**Что сделать**
Ответьте на вопросы по исходному тексту и пронумеруйте ответы так же.
1. Кем был отец автора?
2. Какой ценой потерь был совершён переход к созиданию?
3. С чьим именем связан «трансцендентный эгоизм»?

Моё школьное детство прошло под знаком благодарной памяти ветеранам. Они приходили, они были живы, и ещё относительно молоды. Мой отец был ветераном войны. Но было полное ощущение, это не повторится. То есть это последняя война в истории человечества. Все, наконец-то мы перешли, ценой потерь в 26 миллионов, мы перешли к созиданию. Нет! Оказывается, что история, в каком-то смысле, цикличный процесс, и горе, трагизм истории опять выходит на передний её край. Вспоминаешь Константина Леонтьева с его «трансцендентным эгоизмом». В конечном итоге ты о себе подумай, о своей душе. Мир ты уже не спасёшь. И какие-то иллюзорные идеи спасения мира, как целого, путём создания новых союзов, ассоциаций, организаций, судов все это сегодня кажется каким-то отошедшим в архив.

**Список записей**
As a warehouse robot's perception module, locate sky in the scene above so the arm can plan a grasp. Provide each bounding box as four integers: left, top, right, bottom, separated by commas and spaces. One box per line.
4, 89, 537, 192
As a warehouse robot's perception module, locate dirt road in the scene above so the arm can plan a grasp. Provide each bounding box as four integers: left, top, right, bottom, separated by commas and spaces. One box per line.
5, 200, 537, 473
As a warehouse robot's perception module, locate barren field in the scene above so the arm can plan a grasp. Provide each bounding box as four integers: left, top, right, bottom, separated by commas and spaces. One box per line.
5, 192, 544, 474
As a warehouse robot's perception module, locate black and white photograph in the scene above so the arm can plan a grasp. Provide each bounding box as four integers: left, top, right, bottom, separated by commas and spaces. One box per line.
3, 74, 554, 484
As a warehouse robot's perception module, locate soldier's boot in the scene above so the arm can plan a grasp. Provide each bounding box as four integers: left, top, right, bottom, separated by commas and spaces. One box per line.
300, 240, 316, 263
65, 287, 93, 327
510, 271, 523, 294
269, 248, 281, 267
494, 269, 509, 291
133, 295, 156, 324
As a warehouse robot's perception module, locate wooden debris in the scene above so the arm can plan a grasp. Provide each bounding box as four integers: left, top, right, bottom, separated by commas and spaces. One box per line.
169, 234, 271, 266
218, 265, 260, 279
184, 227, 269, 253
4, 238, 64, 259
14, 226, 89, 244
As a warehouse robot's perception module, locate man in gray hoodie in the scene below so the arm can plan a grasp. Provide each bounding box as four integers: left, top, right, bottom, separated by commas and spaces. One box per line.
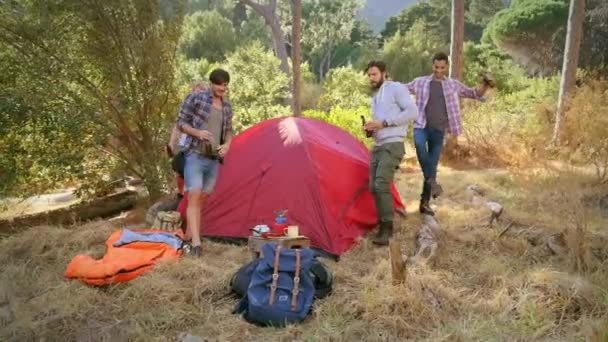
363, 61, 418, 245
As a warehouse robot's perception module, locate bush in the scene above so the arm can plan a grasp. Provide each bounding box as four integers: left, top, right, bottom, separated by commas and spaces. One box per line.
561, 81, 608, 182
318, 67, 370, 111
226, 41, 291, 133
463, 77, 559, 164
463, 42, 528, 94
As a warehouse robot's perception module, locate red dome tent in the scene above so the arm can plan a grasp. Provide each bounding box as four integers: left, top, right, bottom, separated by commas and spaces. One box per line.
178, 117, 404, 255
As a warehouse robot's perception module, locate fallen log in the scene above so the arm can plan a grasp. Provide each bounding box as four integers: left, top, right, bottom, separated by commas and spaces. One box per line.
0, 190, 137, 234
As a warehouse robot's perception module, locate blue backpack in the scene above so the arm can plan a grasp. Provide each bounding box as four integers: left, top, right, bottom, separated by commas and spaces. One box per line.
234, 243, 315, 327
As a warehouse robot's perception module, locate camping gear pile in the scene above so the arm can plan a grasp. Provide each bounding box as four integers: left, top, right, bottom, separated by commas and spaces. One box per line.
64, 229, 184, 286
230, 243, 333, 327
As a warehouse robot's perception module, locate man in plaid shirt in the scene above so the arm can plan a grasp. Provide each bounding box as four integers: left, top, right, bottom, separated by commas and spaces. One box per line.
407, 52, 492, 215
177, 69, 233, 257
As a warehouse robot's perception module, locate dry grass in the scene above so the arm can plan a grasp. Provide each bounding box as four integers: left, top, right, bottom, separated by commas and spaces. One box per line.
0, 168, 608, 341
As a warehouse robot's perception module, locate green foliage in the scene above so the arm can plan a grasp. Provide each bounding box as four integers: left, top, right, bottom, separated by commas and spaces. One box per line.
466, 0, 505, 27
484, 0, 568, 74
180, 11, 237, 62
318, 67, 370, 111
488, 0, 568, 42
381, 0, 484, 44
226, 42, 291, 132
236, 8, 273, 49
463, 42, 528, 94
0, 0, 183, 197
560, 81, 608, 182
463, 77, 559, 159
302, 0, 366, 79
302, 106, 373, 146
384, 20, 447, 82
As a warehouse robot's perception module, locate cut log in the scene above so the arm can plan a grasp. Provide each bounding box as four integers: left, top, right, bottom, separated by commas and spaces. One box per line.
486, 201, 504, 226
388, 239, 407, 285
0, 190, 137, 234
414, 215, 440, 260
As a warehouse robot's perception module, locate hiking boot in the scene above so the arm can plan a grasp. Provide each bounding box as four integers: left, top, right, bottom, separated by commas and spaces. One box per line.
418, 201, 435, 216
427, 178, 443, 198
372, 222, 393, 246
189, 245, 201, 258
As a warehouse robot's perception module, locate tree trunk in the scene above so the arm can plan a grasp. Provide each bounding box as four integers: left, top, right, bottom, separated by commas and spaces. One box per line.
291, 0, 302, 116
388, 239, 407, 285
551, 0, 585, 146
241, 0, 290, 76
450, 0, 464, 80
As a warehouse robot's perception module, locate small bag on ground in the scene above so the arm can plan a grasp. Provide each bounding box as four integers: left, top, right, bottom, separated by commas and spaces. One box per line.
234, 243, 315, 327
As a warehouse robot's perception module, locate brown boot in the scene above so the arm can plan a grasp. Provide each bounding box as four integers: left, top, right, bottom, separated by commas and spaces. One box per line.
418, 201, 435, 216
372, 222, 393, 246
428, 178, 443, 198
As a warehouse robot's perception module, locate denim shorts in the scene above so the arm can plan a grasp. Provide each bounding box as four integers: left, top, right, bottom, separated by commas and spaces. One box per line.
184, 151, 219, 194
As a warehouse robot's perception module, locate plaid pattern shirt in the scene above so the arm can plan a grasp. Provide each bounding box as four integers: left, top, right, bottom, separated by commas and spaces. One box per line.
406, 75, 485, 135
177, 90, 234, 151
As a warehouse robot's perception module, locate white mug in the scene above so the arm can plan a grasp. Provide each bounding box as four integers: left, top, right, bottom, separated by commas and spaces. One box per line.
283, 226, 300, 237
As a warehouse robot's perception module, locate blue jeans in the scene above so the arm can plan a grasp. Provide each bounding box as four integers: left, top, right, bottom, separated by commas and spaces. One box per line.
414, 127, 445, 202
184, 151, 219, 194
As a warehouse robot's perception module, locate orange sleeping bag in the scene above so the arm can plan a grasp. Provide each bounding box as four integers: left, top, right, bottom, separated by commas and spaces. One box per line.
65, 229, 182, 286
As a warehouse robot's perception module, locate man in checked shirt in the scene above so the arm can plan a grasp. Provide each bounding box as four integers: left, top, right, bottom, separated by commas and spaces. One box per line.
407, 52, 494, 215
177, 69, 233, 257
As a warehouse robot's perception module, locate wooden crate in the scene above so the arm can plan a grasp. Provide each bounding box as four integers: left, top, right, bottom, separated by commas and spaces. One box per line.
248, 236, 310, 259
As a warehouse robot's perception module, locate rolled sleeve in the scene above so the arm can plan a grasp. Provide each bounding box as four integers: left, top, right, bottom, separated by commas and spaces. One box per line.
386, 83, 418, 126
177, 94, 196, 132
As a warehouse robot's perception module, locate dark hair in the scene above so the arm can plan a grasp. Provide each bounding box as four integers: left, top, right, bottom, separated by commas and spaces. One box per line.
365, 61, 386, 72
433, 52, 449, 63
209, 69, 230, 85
==
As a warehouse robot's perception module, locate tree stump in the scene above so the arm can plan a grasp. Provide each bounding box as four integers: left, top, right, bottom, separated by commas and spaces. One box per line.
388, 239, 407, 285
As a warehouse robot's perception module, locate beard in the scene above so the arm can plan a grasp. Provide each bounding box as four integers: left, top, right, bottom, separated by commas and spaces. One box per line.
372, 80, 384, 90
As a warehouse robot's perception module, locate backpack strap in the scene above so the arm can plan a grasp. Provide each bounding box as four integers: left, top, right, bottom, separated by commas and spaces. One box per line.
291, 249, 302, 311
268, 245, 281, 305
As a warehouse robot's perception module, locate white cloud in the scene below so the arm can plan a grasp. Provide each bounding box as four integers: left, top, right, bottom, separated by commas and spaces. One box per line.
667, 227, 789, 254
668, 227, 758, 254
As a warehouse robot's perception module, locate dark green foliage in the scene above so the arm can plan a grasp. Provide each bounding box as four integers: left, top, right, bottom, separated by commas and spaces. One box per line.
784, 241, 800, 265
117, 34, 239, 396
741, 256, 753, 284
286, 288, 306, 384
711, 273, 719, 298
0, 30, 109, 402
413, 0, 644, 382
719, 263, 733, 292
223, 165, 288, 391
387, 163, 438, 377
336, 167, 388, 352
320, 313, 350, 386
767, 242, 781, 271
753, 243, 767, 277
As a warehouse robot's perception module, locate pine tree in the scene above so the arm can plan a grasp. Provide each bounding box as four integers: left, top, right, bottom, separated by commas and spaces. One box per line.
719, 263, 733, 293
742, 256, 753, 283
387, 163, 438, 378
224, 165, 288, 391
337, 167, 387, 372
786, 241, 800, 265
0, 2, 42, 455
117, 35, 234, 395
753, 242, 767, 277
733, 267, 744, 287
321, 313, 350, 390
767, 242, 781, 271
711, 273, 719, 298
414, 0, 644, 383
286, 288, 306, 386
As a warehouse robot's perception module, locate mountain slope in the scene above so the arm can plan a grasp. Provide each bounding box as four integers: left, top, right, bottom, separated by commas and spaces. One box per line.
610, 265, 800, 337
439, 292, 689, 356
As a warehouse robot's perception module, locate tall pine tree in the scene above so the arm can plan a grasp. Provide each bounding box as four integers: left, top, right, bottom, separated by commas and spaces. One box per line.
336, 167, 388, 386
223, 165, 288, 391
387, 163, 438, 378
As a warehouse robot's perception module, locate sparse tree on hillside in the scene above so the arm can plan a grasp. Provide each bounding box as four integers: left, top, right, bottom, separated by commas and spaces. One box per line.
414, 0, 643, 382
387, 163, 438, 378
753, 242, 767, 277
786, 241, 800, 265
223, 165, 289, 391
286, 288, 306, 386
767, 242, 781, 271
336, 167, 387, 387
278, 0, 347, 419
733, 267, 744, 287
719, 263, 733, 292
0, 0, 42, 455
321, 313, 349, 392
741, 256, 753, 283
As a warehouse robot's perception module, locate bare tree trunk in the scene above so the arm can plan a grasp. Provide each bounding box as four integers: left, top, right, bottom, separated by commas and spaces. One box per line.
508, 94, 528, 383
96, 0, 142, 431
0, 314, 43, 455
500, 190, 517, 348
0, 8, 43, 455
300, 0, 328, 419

**Ответ**
1. Ветераном войны.
2. Ценой потерь в 26 миллионов.
3. С именем Константина Леонтьева.